### [ТЕКСТ ДОКУМЕНТА]
Второе впечатление. Если сопоставить уже не литературные конструкции, а мысли обоих авторов, то становится понятно, какое место занимает Болеславский в художественном космосе Станиславского. Как известно, создатель МХАТа различал четыре уровня, четыре разновидности творчества. Открытый для всего нулевой уровень, дилетантизм — это преддверие. Из него можно низвергнуться в ад ремесла или, как выражается последний переводчик, «ремесленничества». Однако можно и вознестись к вершинам искусства, которые могут быть двоякими. Выше всего стоит искусство переживания — Святой Грааль Станиславского, который мастер открыл, которому хотел подчинить свою книгу, которому служит его учение, описанию которого посвящены все его труды. Ниже стоит благородное, но известное многим, постоянно и повсеместно разыгрываемое на сценах искусство представления. Дилетантизм — ремесло — переживание — представление. Очевидно, что в своей книге Болеславский описывает искусство представления, и именно ему посвящены все его уроки.

### [ЗАПИСИ]
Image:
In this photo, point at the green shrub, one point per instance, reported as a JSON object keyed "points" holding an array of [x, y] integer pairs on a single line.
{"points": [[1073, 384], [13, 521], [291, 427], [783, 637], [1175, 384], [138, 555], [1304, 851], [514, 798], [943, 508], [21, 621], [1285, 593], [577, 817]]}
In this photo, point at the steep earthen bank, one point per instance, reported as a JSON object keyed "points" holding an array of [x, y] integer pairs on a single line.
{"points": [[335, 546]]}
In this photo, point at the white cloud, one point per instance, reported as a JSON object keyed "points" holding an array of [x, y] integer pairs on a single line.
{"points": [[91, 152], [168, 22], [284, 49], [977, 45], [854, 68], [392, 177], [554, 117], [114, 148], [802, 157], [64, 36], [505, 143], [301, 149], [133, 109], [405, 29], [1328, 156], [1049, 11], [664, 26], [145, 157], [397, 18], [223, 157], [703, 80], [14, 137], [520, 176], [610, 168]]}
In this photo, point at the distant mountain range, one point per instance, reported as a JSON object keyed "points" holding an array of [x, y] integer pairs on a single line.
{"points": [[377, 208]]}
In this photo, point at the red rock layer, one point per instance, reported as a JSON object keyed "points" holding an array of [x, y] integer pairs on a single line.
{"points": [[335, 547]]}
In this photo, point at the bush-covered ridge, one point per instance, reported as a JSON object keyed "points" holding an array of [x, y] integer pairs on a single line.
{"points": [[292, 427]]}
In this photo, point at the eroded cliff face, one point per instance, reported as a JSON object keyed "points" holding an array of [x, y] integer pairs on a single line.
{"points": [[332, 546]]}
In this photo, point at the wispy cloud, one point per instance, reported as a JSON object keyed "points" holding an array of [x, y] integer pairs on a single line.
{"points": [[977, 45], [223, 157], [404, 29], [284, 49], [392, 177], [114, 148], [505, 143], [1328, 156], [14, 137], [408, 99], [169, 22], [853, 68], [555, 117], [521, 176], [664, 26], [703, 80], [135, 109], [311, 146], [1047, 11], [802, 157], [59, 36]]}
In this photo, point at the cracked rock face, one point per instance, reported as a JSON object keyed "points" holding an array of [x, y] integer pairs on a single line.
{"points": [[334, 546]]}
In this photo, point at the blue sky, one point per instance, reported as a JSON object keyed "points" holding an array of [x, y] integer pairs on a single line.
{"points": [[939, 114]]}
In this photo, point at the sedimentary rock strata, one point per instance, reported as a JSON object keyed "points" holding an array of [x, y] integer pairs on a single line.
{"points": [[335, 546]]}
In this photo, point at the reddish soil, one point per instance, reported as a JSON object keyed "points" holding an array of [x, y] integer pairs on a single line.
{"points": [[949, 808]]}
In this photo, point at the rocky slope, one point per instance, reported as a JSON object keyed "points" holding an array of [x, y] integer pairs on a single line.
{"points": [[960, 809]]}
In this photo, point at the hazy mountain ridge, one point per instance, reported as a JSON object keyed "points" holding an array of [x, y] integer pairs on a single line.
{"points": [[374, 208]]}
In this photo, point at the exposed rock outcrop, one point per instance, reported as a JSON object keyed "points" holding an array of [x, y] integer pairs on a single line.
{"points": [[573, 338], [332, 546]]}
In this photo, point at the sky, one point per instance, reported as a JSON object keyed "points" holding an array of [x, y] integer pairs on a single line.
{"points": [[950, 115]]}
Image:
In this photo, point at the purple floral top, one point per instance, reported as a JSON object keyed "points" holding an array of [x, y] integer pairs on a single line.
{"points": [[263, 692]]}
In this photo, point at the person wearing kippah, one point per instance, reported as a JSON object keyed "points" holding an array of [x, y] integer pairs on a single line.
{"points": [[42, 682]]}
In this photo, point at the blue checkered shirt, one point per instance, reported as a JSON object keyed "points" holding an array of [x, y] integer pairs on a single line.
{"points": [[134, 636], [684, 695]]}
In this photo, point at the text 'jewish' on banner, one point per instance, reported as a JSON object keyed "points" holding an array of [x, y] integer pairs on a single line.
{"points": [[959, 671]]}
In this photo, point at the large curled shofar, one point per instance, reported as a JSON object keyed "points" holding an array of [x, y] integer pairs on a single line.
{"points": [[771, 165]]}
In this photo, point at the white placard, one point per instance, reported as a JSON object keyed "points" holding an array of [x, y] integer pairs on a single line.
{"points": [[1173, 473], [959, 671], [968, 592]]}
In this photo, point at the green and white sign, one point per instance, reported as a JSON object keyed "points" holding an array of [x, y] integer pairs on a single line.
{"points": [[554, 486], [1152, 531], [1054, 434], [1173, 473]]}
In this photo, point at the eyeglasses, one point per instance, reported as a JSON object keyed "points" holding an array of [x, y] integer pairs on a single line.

### [ВАША ЗАДАЧА]
Продолжите текст о Станиславском и Болеславском, начав сразу после его последнего предложения. Записи здесь не понадобятся.

### [ОТВЕТ]
Разумеется, автор «Первых шести уроков» описывает техники, заимствованные у Станиславского. Приемы Болеславского вытекают из практики МХТ. Он подробно освещает вопросы эмоциональной памяти и так называемых «приманок»… Однако ему не хватает импульса, который позволил бы перейти от воспроизводства определенных образцов, категорий, уже существующих моделей поведения к свежему органическому применению их здесь и сейчас, без подробной карты, in statu nascendi*, к тому, что, как мне кажется, составляет суть программы Станиславского, что переносит на сцену естественные процессы переживания — выживания, — осуществляемые ежедневно. В искусстве представления мы воспроизводим образцы, которые уже нашли в процессе репетиций. Именно в нем мы можем достичь идеала, именно его способны совершенствовать. В искусстве переживания совершенства нет, зато есть жизнь.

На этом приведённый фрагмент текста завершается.